**PROMPT**
Filter the rows below and copy out every line that contains the word "beige".

**RECORD SET**
>>>
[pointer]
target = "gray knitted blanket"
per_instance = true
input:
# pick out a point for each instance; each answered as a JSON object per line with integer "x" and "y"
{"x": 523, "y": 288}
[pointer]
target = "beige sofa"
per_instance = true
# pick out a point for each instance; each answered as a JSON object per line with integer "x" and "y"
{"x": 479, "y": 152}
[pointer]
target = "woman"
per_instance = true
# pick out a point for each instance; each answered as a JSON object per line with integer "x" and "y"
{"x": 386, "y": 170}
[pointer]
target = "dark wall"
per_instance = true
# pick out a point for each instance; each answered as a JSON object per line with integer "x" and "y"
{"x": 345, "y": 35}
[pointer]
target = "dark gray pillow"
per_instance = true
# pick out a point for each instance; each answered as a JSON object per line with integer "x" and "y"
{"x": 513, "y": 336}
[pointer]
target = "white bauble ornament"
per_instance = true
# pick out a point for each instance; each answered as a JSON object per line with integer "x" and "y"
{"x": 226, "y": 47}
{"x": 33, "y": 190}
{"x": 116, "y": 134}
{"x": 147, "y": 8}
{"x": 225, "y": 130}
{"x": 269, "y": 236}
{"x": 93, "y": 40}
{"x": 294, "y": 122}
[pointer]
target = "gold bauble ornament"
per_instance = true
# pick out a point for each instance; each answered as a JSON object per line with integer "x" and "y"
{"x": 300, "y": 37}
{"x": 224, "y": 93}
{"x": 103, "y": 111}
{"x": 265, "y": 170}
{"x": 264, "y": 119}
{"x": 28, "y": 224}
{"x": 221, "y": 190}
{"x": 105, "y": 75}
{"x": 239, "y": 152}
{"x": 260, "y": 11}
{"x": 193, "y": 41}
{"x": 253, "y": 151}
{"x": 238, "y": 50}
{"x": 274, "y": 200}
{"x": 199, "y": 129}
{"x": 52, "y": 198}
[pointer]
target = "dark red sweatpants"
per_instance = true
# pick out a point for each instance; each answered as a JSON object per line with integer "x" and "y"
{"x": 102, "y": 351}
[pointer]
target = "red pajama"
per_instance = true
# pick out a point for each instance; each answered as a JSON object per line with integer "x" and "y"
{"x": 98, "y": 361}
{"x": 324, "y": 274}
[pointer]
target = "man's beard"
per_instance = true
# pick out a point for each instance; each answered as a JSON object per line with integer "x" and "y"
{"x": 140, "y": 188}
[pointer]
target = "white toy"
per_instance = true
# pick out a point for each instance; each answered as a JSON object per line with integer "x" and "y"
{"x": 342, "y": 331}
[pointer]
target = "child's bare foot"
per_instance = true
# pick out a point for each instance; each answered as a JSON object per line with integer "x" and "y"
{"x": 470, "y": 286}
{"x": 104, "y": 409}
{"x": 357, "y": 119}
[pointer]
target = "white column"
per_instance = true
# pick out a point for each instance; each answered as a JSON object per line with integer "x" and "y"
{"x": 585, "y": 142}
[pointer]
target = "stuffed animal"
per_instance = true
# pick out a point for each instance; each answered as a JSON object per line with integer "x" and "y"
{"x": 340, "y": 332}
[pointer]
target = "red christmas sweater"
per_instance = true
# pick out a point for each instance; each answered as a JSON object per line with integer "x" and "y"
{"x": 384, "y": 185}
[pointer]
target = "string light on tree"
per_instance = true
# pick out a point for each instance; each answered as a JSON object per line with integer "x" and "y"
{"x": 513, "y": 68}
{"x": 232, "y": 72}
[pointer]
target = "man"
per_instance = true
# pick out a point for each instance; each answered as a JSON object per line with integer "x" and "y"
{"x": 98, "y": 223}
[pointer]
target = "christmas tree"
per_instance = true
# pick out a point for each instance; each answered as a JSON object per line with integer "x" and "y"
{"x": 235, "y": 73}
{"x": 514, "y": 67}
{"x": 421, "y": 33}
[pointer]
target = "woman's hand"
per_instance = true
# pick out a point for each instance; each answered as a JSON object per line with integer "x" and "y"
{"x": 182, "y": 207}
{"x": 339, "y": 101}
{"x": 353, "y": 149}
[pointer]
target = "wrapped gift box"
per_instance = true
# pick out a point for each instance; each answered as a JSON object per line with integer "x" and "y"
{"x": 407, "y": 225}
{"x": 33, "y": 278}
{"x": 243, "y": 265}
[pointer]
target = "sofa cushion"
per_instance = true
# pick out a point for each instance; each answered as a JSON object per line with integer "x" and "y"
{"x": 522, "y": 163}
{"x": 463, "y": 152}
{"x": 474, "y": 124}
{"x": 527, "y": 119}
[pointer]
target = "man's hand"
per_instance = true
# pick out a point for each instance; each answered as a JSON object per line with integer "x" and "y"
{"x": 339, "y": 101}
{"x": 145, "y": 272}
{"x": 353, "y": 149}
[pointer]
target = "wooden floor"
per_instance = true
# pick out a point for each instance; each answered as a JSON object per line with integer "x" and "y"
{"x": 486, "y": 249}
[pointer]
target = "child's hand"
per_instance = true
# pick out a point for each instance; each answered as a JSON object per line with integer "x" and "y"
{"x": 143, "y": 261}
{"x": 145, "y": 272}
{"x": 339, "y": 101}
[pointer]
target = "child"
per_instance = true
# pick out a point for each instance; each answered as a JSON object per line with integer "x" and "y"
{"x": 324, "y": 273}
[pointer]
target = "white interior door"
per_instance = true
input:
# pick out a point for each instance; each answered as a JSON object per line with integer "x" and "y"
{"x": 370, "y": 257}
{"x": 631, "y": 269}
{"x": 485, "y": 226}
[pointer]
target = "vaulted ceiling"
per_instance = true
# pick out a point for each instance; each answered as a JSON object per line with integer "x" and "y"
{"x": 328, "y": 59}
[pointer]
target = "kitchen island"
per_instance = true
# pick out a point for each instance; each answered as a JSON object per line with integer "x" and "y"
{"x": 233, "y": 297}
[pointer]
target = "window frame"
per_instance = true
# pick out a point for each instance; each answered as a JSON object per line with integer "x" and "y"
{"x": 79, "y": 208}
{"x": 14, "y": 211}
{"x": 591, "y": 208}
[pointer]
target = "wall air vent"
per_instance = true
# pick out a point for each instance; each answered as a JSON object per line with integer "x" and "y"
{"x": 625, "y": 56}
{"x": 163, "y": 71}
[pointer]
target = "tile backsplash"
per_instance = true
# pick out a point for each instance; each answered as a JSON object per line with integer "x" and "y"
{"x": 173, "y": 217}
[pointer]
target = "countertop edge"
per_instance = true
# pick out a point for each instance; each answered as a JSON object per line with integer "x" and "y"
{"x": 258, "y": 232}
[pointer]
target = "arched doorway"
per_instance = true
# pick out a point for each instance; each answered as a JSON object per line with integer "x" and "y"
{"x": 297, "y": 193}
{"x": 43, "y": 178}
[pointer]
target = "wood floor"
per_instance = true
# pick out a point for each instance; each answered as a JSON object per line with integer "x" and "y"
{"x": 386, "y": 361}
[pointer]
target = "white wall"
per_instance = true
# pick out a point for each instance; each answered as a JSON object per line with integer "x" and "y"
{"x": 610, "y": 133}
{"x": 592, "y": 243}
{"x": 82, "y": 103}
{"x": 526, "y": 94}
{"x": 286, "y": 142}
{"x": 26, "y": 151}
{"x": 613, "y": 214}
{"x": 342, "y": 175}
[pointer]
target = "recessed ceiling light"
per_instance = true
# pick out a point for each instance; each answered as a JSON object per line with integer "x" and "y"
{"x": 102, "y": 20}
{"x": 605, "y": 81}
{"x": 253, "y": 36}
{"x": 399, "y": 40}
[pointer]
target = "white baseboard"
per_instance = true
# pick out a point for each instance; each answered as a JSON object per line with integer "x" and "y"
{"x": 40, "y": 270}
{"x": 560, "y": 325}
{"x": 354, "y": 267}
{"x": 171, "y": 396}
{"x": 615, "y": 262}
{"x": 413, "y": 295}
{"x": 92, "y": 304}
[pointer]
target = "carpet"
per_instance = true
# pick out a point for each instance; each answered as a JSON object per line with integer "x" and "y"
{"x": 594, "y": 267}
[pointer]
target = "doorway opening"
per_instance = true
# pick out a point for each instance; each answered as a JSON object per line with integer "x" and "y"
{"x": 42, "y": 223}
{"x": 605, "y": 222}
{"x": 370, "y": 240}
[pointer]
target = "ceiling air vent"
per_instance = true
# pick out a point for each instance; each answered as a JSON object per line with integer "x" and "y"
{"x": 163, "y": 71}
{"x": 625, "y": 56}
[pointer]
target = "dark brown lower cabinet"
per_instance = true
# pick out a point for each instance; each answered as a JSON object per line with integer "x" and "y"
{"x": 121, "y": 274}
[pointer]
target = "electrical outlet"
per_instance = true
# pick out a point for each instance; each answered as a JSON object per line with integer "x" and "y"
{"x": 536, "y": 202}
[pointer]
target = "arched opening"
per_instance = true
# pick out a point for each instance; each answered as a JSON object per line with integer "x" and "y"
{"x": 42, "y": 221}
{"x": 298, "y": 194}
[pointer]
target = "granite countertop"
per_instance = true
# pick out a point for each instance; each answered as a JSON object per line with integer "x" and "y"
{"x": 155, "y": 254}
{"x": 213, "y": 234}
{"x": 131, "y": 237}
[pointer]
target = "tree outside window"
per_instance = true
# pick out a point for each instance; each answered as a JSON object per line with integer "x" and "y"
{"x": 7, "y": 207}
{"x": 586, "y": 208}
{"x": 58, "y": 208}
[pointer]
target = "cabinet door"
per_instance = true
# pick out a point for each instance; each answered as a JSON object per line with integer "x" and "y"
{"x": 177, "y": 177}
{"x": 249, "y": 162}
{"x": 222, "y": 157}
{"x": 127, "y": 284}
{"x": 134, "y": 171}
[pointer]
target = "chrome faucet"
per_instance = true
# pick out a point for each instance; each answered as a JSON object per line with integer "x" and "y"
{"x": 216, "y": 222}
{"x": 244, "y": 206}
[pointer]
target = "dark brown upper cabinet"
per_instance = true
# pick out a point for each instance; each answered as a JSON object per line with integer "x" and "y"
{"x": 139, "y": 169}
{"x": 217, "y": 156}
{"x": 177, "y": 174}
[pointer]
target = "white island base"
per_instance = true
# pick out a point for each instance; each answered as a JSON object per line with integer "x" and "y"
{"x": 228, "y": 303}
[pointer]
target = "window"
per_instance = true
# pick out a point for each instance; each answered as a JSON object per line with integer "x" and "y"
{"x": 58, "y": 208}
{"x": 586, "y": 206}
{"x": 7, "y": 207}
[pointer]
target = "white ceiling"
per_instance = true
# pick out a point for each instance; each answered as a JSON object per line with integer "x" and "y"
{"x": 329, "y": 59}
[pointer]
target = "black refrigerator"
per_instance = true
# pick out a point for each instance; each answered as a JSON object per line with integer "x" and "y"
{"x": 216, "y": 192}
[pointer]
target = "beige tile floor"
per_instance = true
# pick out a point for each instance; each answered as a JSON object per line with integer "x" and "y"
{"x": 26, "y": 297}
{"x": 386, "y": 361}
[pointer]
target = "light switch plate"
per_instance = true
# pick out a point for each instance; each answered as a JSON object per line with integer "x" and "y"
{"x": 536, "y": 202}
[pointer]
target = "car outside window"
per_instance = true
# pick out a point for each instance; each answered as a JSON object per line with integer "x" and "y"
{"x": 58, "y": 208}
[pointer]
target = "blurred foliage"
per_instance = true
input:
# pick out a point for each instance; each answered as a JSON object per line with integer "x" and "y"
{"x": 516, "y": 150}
<<<
**RESPONSE TO THIS TASK**
target = "beige sofa"
target = "beige tile floor"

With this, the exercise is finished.